-- EXCERPTED DATA follows --

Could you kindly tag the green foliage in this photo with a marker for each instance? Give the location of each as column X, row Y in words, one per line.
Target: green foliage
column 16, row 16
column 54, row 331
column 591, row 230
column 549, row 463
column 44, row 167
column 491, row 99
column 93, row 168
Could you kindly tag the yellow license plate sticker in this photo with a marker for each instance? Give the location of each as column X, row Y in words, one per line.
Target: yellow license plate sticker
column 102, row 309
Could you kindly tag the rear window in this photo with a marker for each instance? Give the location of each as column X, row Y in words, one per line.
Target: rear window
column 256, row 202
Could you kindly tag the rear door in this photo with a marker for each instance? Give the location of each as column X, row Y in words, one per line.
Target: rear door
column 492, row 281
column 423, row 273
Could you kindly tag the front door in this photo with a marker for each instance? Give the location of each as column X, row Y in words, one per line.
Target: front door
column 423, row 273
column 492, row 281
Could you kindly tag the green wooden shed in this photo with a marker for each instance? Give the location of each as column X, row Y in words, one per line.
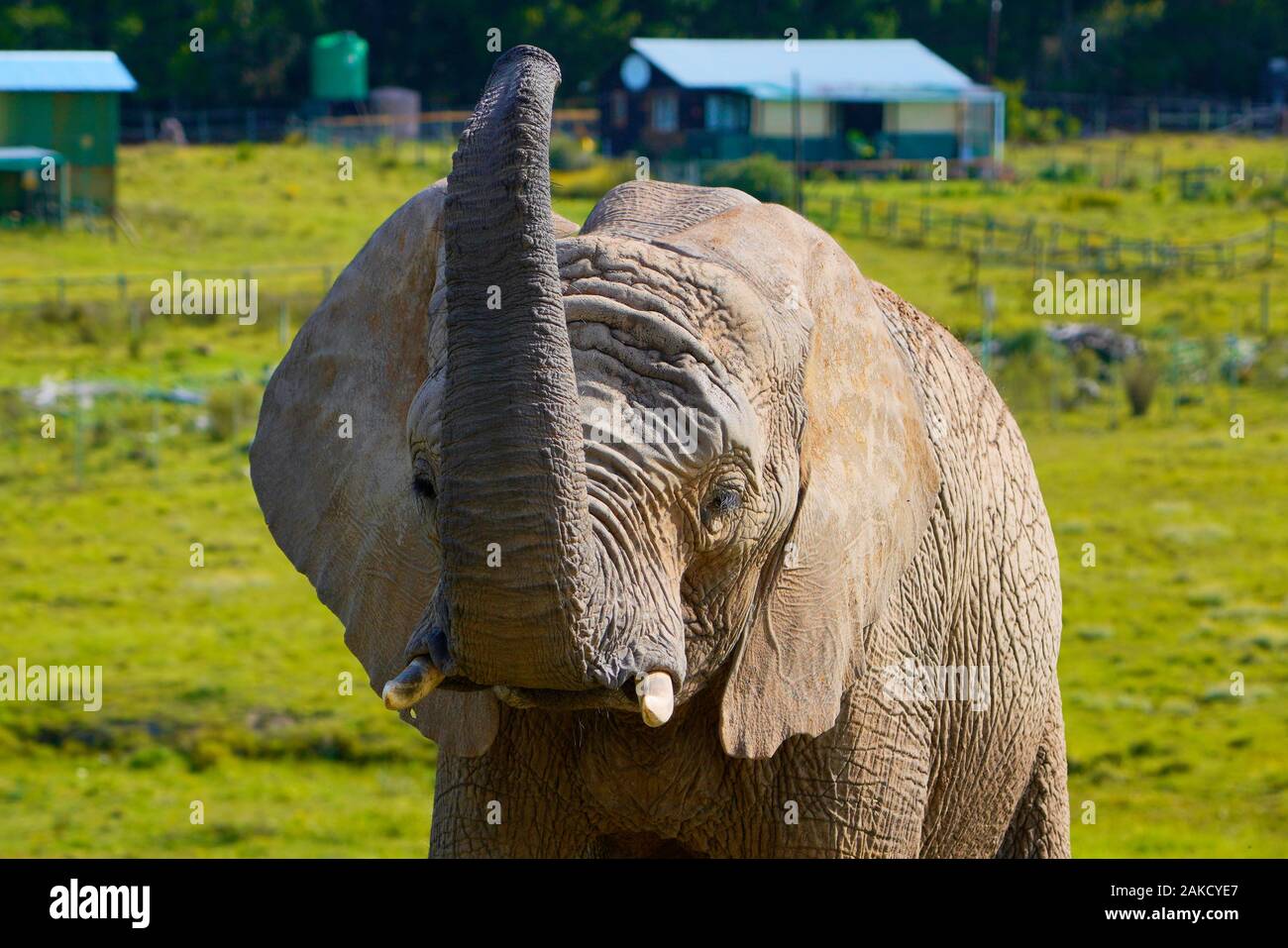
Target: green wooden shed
column 67, row 102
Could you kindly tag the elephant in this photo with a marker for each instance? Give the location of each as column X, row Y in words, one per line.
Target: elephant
column 675, row 533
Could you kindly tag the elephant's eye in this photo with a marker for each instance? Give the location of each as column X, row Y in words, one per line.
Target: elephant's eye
column 424, row 487
column 721, row 500
column 423, row 479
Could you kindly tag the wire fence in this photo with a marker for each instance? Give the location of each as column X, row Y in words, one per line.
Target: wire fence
column 1039, row 245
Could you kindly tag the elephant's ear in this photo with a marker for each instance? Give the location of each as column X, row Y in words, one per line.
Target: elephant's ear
column 868, row 483
column 342, row 506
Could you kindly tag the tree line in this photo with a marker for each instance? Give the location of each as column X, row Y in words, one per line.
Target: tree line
column 257, row 52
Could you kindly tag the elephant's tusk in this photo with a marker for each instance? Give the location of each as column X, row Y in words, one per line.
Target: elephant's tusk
column 412, row 683
column 657, row 697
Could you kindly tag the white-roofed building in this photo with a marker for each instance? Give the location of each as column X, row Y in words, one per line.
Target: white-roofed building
column 675, row 98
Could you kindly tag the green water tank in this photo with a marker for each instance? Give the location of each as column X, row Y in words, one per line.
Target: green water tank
column 339, row 67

-- EXCERPTED DATA concluded --

REQUIRED ACTION: Leave out the pictures, then return every line of the data exactly.

WRITTEN RESPONSE:
Could you kindly tag the green foliage in this photo with a marker for each instance? Give the location of each as column X, row Y in words, one per line.
Target: green foliage
column 16, row 16
column 54, row 331
column 591, row 230
column 549, row 463
column 44, row 167
column 491, row 99
column 93, row 168
Could you kindly tag the yellow license plate sticker in this photo with a marker for each instance? Give the location of each as column X, row Y in words, one per line.
Target: yellow license plate sticker
column 102, row 309
Could you kindly tag the rear window in this photo with a marker for each instance? Give the location of each as column X, row Y in words, one per line.
Target: rear window
column 256, row 202
Could you kindly tag the rear door in this photo with a marker for each instance? Give the location of each as column X, row Y in words, one per line.
Target: rear door
column 492, row 281
column 423, row 273
Could you kindly tag the front door in this photo with a marker for each instance? Give the location of each as column X, row Y in words, one per line.
Target: front door
column 423, row 273
column 492, row 281
Could you kindly tag the green wooden shed in this photo with a marker for each instance? Give the location of each as column X, row Y in words, one per line.
Target: green wooden shed
column 67, row 102
Could you kindly tag the elephant in this photo with a marker for each instance? Give the location of each as column X, row Y in words, one per line.
Target: elephant
column 675, row 533
Could you kindly tag the elephant's eye in this photo with a marker for each instance? Give the location of each as column X, row Y in words, one per line.
Target: elephant's eye
column 424, row 487
column 721, row 500
column 423, row 479
Could you kindly tag the wire fence in this photo with a marker for each instance? Give the location of each as column X, row Y in words, one per line.
Target: wire fence
column 1039, row 245
Could you kindly tag the elephant's ear in this photo with a marker for each instance? Give the location of each as column X, row Y in words, one per line.
Target: elephant's ear
column 868, row 483
column 342, row 506
Could you kindly tag the tree line in this photo with a marker for each instance? Give the location of each as column X, row Y in words, one per line.
Target: tree line
column 257, row 52
Could you kindly tag the elephant's tusk in this photo with a marker for each instance? Give the location of each as column X, row Y in words, one per line.
Target: elephant's tusk
column 412, row 683
column 657, row 697
Could you kindly tag the white-roofed building in this photo with a marker for each instance? Give the location of each as column X, row Y in words, one per line.
Target: white-roofed building
column 675, row 98
Could you kindly tag the green water tank in this photo with a marker for each instance? Give the location of each as column X, row Y in words, one per line.
Target: green water tank
column 339, row 67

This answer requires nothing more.